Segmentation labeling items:
:::

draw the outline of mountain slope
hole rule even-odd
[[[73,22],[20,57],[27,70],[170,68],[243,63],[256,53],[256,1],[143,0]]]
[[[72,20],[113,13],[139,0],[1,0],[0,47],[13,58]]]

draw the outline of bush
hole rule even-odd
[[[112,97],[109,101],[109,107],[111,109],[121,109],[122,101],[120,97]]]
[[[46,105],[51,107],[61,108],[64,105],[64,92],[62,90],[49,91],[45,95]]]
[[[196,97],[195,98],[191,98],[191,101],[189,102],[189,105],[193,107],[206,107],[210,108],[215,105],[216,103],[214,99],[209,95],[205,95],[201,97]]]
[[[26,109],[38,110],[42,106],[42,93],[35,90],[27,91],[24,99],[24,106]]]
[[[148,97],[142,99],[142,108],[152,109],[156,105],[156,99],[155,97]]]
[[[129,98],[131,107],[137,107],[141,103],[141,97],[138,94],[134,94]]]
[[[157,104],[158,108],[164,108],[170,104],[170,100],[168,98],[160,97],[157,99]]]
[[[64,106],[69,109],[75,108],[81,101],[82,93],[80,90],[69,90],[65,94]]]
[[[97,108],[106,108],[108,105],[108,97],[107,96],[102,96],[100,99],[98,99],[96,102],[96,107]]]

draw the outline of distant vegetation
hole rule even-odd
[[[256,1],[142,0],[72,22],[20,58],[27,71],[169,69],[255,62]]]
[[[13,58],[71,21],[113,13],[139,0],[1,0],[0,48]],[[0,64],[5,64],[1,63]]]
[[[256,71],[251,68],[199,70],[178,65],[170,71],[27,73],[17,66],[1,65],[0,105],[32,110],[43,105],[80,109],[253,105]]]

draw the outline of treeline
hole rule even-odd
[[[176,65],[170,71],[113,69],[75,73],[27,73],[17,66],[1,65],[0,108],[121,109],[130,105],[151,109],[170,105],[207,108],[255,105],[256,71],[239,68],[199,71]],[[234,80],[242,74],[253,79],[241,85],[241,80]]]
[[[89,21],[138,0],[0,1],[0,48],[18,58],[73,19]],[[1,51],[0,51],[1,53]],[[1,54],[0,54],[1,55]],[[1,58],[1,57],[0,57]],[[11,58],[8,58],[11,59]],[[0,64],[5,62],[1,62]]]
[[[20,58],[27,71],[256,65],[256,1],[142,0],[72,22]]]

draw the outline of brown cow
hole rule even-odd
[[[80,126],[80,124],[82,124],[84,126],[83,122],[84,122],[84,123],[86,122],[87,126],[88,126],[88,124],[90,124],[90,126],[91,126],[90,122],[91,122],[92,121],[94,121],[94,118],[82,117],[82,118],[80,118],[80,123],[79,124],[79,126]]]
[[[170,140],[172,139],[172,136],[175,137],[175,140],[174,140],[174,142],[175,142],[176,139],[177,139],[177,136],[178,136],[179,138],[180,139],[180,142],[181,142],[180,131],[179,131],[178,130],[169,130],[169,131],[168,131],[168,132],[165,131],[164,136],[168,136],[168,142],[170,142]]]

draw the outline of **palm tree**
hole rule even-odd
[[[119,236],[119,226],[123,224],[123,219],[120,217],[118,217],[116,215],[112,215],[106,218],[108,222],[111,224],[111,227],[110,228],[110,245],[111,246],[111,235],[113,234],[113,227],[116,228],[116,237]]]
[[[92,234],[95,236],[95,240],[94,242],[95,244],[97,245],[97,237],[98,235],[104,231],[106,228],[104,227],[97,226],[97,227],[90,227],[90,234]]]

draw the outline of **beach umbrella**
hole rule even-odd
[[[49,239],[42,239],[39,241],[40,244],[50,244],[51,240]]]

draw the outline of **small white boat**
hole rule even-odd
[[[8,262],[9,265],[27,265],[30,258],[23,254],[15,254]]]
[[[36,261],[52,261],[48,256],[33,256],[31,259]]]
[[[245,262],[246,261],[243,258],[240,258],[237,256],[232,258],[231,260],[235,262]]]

:::

WORK TO COMPLETE - Pull out the lines of the data starting with the line containing "draw the outline of treeline" and going on through the end of the data, and reproduce them character for character.

TASK SOLUTION -
draw the outline of treeline
hole rule even-odd
[[[176,65],[170,71],[113,69],[75,73],[27,73],[17,66],[1,65],[0,108],[121,109],[130,105],[151,109],[170,105],[207,108],[255,105],[256,71],[239,68],[199,71]],[[234,80],[242,74],[253,79],[241,85],[241,80]]]
[[[89,21],[138,0],[0,1],[0,48],[18,58],[73,19]],[[1,51],[0,51],[1,53]],[[1,54],[0,54],[1,55]],[[1,58],[1,57],[0,57]],[[11,58],[8,58],[11,59]],[[0,64],[5,62],[1,62]]]
[[[20,58],[27,71],[256,65],[256,1],[142,0],[72,22]]]

draw the outline of brown cow
hole rule even-odd
[[[80,126],[80,124],[82,124],[84,126],[83,122],[84,122],[84,123],[86,122],[87,126],[88,126],[88,124],[90,124],[90,126],[91,126],[90,122],[91,122],[92,121],[94,121],[94,118],[82,117],[82,118],[80,118],[80,123],[79,124],[79,126]]]
[[[170,140],[172,139],[172,136],[175,137],[175,140],[174,140],[174,142],[175,142],[176,139],[177,139],[177,136],[178,136],[179,138],[180,139],[180,142],[181,142],[180,131],[179,131],[178,130],[169,130],[169,131],[168,131],[168,132],[165,131],[164,136],[168,136],[168,142],[170,142]]]

draw the outline of **palm tree**
hole rule even-odd
[[[119,236],[119,226],[123,224],[123,219],[120,217],[118,217],[116,215],[112,215],[106,218],[108,222],[111,224],[111,227],[110,228],[110,245],[111,246],[111,235],[113,234],[113,227],[116,228],[116,237]]]
[[[92,234],[95,236],[95,240],[94,242],[95,244],[97,245],[97,237],[98,235],[104,231],[106,228],[104,227],[97,226],[97,227],[90,227],[90,234]]]

draw the outline of **beach umbrella**
hole rule even-odd
[[[49,239],[42,239],[39,241],[40,244],[50,244],[51,240]]]

draw the outline of **small white boat**
hole rule even-odd
[[[8,262],[9,265],[27,265],[30,258],[23,254],[15,254]]]
[[[36,261],[52,261],[48,256],[33,256],[31,259]]]
[[[245,262],[246,261],[243,258],[240,258],[237,256],[232,258],[231,260],[235,262]]]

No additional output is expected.